_About this exercise_
In the records below, find the line that contains "Target: pale cloud" and the line that contains "Expected: the pointer indicates a point on the stone castle", then retype exactly those two lines and every line between them.

Data entries
----

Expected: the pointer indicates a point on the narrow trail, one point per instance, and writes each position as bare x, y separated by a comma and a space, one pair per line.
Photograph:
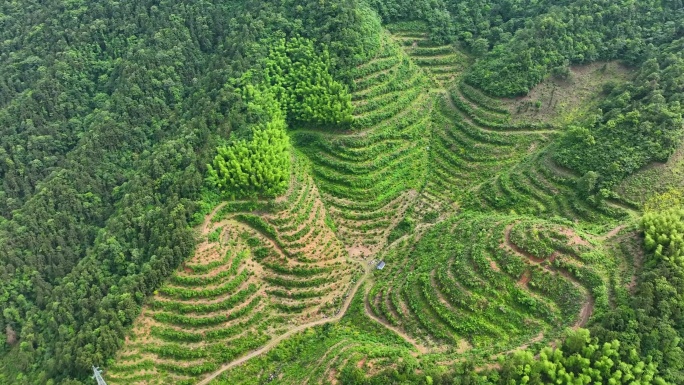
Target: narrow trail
422, 349
274, 342
505, 132
208, 218
587, 307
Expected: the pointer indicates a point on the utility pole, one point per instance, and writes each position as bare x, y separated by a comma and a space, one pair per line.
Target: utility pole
97, 375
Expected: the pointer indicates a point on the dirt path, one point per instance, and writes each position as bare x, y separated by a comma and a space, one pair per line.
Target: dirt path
208, 218
588, 306
274, 342
422, 349
514, 247
504, 132
611, 233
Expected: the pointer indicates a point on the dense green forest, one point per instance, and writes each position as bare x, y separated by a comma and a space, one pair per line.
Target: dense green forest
185, 182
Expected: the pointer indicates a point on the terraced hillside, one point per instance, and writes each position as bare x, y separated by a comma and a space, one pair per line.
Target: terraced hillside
442, 62
488, 282
253, 276
479, 230
369, 176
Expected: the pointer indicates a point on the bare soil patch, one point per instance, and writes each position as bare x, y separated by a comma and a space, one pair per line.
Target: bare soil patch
561, 101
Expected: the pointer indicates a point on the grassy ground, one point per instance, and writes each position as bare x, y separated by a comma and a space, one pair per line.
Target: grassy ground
488, 247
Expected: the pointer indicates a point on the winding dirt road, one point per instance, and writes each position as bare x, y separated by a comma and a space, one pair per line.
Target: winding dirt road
274, 342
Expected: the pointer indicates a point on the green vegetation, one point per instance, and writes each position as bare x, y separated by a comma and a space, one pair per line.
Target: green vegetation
301, 80
258, 166
200, 193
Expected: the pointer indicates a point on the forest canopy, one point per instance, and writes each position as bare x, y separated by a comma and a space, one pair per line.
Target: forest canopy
123, 124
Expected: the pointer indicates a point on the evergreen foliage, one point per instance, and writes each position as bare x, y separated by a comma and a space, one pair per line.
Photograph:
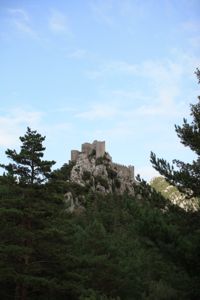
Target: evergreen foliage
117, 248
185, 176
28, 166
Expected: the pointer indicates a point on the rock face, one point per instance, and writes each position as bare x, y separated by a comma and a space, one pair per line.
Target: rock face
94, 168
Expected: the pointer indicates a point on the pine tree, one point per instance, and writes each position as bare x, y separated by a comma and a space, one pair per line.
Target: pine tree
185, 176
36, 252
28, 166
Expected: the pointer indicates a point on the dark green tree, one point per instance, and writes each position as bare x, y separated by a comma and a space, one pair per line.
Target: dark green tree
36, 254
28, 166
185, 176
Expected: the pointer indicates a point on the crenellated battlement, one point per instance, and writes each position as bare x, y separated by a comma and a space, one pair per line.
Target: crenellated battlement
87, 148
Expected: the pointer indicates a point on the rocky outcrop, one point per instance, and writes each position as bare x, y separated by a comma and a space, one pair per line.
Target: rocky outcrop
101, 175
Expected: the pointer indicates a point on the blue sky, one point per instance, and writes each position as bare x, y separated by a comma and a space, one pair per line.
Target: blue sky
115, 70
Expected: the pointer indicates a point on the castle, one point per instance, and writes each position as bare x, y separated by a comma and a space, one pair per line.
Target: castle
98, 148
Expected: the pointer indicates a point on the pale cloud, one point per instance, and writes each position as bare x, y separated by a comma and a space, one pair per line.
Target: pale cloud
14, 123
78, 54
102, 11
99, 111
191, 26
112, 68
58, 22
21, 20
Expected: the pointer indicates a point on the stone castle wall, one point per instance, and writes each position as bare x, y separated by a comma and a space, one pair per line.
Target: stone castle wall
87, 149
126, 172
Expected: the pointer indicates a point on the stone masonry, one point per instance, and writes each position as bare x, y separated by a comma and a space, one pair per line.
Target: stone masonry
99, 148
87, 149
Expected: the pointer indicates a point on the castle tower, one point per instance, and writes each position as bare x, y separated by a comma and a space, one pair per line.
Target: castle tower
131, 169
74, 155
100, 149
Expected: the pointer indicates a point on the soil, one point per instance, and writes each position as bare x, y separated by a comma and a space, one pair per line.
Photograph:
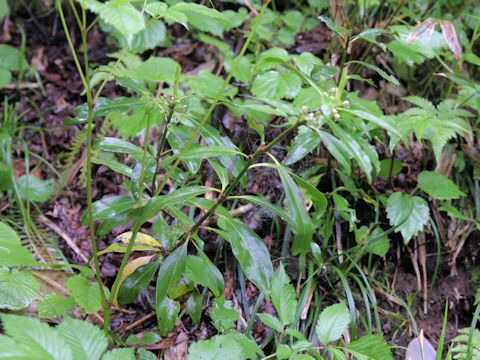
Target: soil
61, 93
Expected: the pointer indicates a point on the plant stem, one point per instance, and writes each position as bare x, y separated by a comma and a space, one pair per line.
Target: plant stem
90, 103
136, 228
261, 150
215, 101
161, 144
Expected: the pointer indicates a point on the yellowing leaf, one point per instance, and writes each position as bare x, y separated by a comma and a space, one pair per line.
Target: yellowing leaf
141, 238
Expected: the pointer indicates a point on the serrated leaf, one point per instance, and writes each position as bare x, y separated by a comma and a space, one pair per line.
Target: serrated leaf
42, 339
408, 214
12, 253
120, 354
283, 296
85, 293
88, 342
438, 186
332, 322
275, 85
17, 289
201, 270
54, 305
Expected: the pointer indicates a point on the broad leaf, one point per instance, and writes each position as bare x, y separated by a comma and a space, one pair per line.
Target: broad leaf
32, 188
223, 316
167, 312
42, 339
170, 272
283, 296
300, 219
85, 293
135, 283
438, 186
274, 85
250, 251
12, 253
408, 214
332, 322
54, 305
201, 270
17, 289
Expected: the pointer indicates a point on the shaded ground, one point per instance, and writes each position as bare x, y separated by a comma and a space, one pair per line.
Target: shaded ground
47, 105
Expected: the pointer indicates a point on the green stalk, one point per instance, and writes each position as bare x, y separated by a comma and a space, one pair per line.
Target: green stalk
216, 99
136, 228
85, 80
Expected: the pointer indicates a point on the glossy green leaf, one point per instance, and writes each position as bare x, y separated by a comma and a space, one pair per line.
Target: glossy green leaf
332, 322
155, 204
118, 146
18, 289
167, 313
157, 69
408, 214
250, 251
283, 296
110, 206
300, 219
170, 272
86, 293
32, 188
41, 339
223, 316
304, 143
372, 347
55, 305
201, 270
123, 16
135, 283
377, 120
220, 347
332, 26
438, 186
5, 77
12, 253
194, 307
275, 85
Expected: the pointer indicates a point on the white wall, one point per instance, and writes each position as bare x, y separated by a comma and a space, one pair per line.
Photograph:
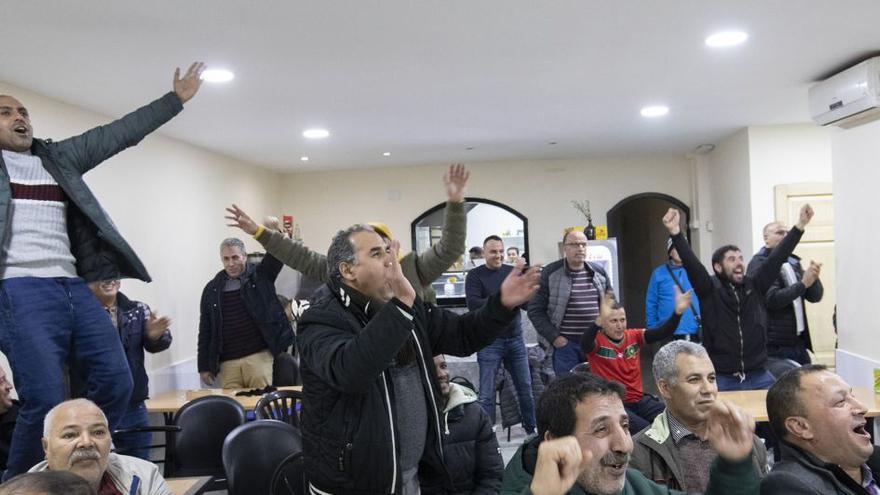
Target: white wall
540, 190
783, 154
167, 199
730, 190
856, 159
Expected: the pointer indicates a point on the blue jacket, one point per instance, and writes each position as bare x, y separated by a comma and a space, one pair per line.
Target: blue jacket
131, 319
660, 300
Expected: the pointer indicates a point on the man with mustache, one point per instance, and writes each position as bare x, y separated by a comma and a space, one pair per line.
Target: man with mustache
733, 304
675, 451
825, 447
585, 447
76, 438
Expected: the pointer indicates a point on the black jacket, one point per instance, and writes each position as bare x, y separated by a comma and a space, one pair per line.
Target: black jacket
782, 325
734, 316
802, 473
349, 433
261, 302
470, 448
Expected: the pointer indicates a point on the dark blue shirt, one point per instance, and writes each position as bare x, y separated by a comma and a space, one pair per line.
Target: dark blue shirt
481, 283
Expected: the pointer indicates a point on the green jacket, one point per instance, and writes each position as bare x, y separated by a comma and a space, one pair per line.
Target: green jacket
726, 478
655, 454
420, 269
100, 251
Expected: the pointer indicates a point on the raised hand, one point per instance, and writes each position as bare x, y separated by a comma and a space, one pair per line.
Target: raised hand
156, 326
240, 219
520, 286
672, 221
560, 462
805, 216
187, 86
455, 180
730, 431
682, 301
399, 284
811, 274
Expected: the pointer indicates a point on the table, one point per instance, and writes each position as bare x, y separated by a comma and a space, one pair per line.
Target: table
169, 402
187, 486
755, 401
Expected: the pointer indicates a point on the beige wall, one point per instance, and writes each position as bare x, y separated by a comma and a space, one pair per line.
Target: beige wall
856, 158
540, 190
167, 199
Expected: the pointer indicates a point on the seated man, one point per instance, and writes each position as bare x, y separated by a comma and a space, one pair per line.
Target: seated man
76, 438
46, 483
821, 426
586, 446
614, 352
470, 449
675, 450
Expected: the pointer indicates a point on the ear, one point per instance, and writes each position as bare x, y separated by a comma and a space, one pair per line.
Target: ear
799, 427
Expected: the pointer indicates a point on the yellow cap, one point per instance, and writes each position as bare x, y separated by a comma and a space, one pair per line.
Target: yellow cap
381, 229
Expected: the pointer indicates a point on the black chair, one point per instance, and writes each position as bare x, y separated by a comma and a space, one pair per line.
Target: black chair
253, 452
285, 371
778, 366
290, 477
281, 405
197, 449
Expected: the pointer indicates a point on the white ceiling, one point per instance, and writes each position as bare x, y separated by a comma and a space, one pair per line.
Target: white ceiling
428, 79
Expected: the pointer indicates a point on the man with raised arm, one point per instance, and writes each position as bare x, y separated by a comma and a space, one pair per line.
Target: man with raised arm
733, 304
421, 269
55, 238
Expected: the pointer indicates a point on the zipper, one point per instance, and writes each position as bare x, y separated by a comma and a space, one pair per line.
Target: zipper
430, 391
742, 359
393, 440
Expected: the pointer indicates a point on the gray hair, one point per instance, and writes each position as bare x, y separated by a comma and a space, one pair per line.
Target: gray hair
233, 242
664, 361
342, 250
50, 416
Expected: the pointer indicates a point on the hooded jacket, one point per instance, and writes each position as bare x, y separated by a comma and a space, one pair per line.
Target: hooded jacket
130, 475
470, 448
350, 436
734, 316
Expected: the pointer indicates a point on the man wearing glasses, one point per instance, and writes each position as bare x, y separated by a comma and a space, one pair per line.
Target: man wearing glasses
139, 329
567, 303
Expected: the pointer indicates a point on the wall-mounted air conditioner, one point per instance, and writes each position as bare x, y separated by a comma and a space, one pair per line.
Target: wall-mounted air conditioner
849, 98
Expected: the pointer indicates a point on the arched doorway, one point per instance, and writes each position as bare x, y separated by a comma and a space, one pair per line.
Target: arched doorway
641, 244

----

_Answer space_
Target: pale cloud
14, 123
78, 54
102, 11
99, 111
191, 26
112, 68
58, 22
21, 20
Expected: the pointer indicates a point on the stone castle wall, one point per instance, and writes each position as bare x, y separated by a comma and a space, one pair per line.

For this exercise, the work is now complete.